## Task instructions
Transcribe, word for word and without additions, each line below from the one containing "of the rhubarb" through the one containing "of the raspberry.", both ends included.

## Collection entries

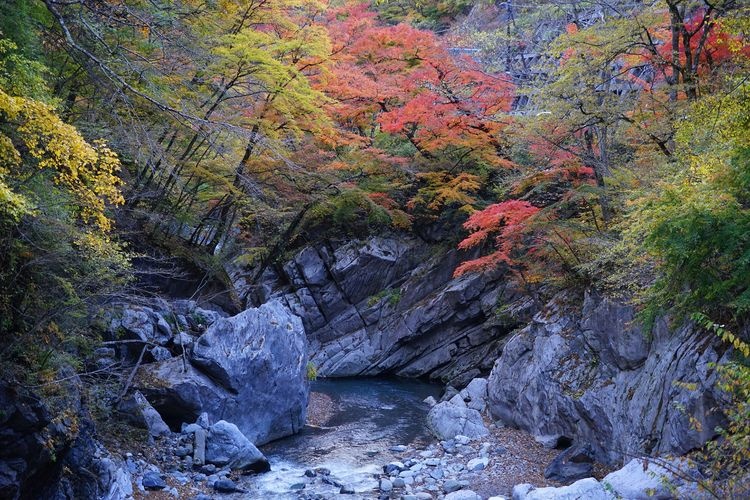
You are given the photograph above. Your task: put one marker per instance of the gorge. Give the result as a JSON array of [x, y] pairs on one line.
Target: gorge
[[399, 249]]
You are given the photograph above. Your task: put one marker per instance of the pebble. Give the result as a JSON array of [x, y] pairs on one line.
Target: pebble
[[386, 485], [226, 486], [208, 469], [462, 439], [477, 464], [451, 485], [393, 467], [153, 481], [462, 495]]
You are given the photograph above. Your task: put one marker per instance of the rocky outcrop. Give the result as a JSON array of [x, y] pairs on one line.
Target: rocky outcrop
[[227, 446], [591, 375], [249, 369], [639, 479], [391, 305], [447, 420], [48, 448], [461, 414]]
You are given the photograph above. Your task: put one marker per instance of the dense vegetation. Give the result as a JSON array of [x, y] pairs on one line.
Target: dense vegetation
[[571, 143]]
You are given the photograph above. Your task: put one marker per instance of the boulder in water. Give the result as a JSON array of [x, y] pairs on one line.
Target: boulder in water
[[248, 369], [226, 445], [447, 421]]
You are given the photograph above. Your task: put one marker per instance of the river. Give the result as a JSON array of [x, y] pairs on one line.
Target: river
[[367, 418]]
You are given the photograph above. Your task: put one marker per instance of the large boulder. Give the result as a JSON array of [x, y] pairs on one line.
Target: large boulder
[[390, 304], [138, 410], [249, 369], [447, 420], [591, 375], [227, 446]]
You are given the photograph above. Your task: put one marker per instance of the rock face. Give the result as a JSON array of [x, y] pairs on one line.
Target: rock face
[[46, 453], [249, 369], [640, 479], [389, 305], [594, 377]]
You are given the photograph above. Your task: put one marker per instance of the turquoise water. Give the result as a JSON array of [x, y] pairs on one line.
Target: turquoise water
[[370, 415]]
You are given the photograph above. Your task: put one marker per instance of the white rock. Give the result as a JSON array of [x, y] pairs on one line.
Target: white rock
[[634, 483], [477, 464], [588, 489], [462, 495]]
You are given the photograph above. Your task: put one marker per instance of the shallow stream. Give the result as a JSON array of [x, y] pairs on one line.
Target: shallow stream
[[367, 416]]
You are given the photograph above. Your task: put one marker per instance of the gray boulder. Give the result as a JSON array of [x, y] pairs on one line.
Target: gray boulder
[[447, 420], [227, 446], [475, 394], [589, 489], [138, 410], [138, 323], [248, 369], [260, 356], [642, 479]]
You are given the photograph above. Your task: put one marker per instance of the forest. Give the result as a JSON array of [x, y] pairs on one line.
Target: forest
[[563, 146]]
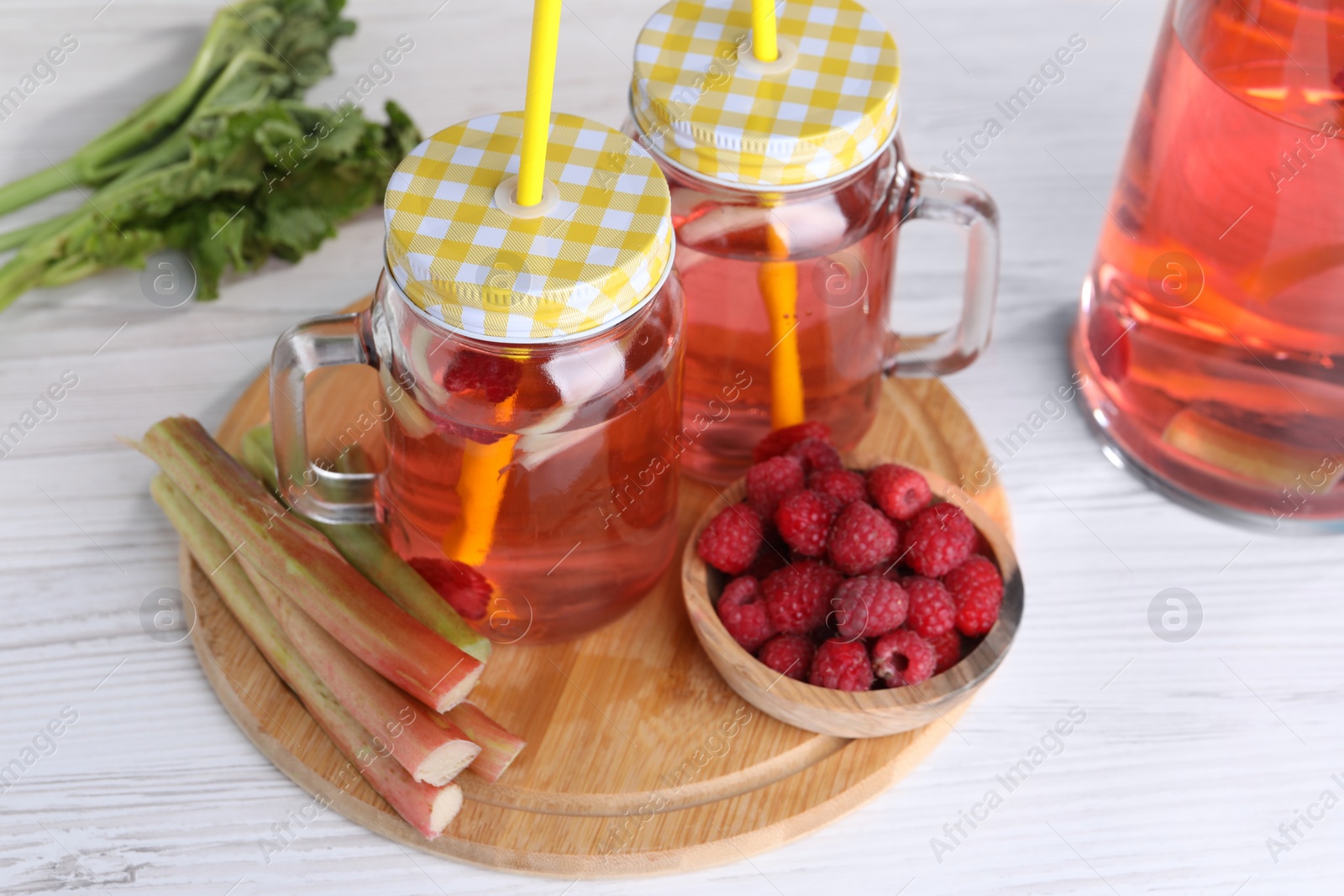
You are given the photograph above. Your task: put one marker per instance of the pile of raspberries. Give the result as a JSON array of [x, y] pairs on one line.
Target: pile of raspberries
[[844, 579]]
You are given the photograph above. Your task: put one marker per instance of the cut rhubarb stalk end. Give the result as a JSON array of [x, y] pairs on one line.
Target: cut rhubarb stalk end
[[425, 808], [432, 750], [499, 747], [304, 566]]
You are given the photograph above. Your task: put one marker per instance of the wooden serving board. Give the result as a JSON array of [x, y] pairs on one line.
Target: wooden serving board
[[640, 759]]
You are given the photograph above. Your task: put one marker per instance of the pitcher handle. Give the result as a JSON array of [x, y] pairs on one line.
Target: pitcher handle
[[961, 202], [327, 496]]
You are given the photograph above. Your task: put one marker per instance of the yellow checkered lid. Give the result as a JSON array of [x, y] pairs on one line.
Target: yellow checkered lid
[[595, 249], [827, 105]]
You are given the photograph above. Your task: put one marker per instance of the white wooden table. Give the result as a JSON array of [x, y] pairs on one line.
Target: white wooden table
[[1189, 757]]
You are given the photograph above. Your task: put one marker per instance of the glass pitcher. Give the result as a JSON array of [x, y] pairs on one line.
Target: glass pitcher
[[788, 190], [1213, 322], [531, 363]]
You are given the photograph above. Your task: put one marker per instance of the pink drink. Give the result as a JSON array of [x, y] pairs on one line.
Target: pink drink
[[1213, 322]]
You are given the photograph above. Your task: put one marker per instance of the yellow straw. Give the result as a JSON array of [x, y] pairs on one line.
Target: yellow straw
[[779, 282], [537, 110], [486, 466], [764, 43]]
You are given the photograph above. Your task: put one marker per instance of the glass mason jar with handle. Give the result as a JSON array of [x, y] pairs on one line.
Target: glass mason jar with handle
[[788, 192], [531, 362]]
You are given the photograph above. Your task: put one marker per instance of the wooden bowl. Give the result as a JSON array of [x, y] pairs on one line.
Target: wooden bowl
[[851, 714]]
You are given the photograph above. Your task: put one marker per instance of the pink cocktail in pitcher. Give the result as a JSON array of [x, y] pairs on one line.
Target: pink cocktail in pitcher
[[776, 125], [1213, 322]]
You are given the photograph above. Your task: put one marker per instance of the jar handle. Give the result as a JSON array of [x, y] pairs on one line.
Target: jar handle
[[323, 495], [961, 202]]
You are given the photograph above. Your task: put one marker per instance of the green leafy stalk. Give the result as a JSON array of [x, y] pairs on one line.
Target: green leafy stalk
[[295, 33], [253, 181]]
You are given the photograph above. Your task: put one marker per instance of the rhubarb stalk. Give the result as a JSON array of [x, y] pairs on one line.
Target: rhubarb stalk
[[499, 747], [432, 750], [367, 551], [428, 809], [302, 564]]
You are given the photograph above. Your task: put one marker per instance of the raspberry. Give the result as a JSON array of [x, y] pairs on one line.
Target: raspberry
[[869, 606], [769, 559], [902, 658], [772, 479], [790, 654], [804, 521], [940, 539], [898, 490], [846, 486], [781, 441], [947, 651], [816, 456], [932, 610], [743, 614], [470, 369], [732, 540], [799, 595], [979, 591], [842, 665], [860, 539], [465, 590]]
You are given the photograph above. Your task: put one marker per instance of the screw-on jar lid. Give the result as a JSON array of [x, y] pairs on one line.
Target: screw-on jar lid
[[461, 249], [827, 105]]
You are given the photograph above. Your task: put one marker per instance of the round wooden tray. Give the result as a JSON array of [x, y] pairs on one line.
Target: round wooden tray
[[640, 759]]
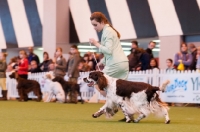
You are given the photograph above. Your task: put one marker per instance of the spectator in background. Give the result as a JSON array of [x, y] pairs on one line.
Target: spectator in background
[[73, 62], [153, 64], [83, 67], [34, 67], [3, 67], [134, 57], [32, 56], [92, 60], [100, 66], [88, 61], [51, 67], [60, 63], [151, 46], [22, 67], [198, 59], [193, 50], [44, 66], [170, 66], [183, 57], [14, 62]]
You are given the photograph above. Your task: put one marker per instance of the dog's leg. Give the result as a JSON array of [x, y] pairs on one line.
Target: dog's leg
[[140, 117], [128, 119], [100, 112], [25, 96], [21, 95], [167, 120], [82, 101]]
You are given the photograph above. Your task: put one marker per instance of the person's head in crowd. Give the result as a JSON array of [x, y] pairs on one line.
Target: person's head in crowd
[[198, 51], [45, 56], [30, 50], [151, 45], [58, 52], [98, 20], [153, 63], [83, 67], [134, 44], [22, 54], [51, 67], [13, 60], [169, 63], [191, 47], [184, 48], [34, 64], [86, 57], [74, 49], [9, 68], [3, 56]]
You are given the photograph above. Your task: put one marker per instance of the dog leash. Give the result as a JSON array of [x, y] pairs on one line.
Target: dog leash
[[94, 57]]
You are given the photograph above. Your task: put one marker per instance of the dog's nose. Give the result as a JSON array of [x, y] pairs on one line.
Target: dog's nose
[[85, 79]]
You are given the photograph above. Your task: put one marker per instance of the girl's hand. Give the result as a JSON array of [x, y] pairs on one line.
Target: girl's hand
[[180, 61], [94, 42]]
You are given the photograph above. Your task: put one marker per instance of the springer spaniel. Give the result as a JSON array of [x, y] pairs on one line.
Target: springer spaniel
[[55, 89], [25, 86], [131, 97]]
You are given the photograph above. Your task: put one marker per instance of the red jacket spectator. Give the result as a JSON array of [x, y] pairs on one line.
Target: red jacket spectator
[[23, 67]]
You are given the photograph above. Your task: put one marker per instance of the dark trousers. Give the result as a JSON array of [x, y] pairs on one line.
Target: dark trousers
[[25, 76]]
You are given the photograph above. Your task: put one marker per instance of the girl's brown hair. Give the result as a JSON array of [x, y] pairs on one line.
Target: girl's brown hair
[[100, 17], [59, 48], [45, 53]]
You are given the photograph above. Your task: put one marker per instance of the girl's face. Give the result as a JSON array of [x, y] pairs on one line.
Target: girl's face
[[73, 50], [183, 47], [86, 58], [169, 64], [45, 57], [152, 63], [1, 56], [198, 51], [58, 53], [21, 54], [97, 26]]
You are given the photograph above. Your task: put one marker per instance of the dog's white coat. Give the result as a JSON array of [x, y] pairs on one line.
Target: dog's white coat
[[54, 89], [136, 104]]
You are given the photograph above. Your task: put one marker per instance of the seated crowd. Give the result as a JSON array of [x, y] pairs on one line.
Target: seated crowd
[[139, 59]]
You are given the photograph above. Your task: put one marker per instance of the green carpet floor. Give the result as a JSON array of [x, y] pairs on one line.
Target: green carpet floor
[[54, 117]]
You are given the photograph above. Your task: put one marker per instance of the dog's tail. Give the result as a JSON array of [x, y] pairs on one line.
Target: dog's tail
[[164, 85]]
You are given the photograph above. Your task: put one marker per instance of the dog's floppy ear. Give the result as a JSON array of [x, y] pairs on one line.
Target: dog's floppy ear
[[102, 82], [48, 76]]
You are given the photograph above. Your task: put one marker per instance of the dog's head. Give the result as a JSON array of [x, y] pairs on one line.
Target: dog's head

## Answer box
You are given the photograph above. Your task: put one marker per instance of the rhubarb stalk. Give the result as a JSON array of [x, y] pairs on one line.
Target: rhubarb stalk
[[499, 747], [432, 750], [367, 551], [428, 809], [302, 564]]
You are given the photograph above. Your task: put one marker per instance of the raspberry. Give the result as a JSON array of [x, y] pairs on one line.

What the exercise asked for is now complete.